DIRECTIONS FOR THIS TASK
Search the records for the word "wall". Copy every line where it appears.

Extracted records
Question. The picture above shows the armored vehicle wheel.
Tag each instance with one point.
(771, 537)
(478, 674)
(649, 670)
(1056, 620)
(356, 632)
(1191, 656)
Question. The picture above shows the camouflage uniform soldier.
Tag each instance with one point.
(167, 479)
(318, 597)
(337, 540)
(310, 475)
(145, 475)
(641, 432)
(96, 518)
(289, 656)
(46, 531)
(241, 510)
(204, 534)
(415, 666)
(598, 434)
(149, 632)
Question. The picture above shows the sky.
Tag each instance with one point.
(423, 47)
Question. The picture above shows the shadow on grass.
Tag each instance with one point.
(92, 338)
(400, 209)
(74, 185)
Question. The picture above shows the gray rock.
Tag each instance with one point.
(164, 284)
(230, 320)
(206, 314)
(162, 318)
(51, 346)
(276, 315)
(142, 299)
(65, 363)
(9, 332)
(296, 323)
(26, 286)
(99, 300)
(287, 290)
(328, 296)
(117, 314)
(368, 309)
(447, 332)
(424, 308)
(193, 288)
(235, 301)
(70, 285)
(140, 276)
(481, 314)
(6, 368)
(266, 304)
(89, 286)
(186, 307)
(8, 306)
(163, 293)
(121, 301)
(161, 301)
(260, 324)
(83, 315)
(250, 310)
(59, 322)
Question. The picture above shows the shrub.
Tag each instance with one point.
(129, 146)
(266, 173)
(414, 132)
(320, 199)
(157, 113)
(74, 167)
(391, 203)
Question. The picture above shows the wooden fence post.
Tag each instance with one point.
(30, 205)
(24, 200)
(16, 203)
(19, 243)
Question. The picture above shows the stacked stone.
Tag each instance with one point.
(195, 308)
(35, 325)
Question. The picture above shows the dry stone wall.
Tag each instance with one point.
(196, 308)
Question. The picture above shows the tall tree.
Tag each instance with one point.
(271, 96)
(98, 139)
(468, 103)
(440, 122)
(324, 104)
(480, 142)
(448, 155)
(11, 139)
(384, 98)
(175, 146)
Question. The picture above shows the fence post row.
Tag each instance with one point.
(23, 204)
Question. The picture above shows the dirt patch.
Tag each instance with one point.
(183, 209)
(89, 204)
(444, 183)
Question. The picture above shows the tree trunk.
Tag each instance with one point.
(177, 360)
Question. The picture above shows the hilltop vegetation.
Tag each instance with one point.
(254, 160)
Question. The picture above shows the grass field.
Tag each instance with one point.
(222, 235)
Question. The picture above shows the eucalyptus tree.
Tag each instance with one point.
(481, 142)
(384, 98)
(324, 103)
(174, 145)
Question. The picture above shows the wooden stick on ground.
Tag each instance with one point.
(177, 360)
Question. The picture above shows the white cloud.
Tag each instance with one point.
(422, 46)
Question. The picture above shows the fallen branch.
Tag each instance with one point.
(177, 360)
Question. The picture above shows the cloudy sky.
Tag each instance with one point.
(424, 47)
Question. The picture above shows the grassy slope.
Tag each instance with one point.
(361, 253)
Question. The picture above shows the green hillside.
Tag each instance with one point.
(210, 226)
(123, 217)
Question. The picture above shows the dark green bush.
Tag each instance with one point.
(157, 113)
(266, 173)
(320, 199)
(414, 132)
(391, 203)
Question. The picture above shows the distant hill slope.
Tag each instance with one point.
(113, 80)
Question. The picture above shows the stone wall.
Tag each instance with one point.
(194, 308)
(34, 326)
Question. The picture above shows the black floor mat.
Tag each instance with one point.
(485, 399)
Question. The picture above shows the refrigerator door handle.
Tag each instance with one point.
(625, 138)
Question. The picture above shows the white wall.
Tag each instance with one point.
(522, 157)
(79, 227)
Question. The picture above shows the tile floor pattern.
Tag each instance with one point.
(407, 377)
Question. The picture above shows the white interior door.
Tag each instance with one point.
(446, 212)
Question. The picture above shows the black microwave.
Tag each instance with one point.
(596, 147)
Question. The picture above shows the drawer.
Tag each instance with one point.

EXPECTED ANSWER
Question. The picture above shows the dry stone wall.
Question. The picture above shows the stone wall.
Question. The picture above shows the white wall.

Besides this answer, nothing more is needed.